TEXT BLOCK —
------------------------------------------------
I will start looking for another recipe for a Black IPA (with more details) and give it another shot. Not ready to give up on this one yet but might use it to clean barnacle from a boat or strip paint.

Thanks for the help.
 
The starting gravity wasn't 1.120.

As for the hangover. You drank one homebrew and some other stuff on NYE and had a hangover the next day like 50% of the population. Occam's razor dude.
 
I'm assuming this was a 2.5 gallon batch because 7lbs of LME in 5 gallons is only 1.048 OG.


It's not easy to get a beer that big to ferment much further than 1.030 anyway. Frankly, it could have been in the primary another 2 months and it would probably stick at 1.030.

However, you really should have left that thing on the primary yeast for 3 weeks. I'm assuming that you just directly pitched that vial of yeast which is WAY underpitching for an OG of that size (2 vials or a 2 liter starter would be borderline IMHO). Since you actually did get it to ferment out that far, I'm guessing the fermenter temps got hotter than 70-75F where fusels come out to play.
 
Yeah, the hangover won't be due to sugars. It fermented too warm most likely.
------------------------------------------------
ENTRIES SHOWN —
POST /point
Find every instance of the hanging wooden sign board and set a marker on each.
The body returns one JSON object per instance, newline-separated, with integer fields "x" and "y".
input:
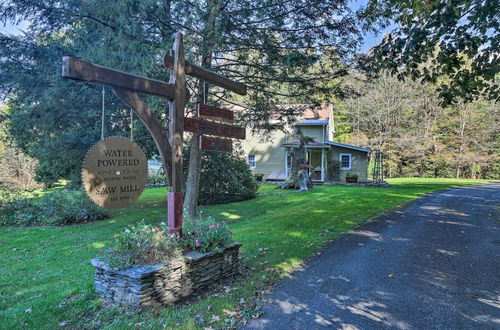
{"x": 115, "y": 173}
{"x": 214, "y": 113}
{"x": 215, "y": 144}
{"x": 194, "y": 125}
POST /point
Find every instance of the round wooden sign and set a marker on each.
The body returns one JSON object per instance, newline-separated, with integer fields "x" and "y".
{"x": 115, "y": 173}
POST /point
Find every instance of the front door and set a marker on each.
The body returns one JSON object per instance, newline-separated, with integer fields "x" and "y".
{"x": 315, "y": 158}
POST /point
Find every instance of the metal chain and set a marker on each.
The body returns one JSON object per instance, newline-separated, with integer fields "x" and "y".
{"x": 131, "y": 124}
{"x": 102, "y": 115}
------------------------------------------------
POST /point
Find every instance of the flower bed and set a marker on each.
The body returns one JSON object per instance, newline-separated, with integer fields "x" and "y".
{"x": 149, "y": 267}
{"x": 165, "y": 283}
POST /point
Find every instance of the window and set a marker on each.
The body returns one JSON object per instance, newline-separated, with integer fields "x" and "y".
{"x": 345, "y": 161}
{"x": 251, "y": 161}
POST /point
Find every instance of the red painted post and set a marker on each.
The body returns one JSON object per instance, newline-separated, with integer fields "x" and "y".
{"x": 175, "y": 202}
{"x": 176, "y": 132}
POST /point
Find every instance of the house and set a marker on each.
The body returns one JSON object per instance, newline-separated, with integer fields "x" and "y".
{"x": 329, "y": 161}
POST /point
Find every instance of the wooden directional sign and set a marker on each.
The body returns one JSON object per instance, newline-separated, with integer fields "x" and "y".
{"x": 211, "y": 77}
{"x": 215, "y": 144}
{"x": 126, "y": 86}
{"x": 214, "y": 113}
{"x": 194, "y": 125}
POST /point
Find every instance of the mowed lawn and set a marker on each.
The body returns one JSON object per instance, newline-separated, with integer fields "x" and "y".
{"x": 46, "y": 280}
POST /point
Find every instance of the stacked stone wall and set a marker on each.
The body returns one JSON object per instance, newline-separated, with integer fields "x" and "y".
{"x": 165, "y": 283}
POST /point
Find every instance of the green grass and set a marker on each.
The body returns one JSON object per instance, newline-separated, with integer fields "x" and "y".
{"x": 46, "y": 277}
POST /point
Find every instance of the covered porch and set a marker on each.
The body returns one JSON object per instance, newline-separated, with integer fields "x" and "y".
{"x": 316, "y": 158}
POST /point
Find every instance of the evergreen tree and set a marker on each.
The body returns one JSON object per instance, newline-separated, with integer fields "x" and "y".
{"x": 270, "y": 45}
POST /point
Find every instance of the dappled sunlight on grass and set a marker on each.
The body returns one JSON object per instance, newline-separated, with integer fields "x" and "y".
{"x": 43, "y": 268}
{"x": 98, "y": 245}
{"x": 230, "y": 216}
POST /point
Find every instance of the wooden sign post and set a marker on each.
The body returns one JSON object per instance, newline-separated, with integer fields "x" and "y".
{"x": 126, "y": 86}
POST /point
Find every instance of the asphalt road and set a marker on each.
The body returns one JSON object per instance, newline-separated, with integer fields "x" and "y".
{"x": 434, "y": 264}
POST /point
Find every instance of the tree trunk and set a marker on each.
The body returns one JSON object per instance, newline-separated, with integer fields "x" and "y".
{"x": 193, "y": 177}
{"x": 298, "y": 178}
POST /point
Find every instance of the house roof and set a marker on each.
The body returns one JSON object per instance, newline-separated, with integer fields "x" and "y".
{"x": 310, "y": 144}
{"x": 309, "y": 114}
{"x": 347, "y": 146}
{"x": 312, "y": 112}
------------------------------------------------
SET EXERCISE — Please translate this sentence from the Black IPA brewing text above into Spanish: "It's not easy to get a beer that big to ferment much further than 1.030 anyway."

ANSWER IN FULL — De todos modos, no es fácil lograr que una cerveza tan fuerte fermente mucho más allá de 1.030.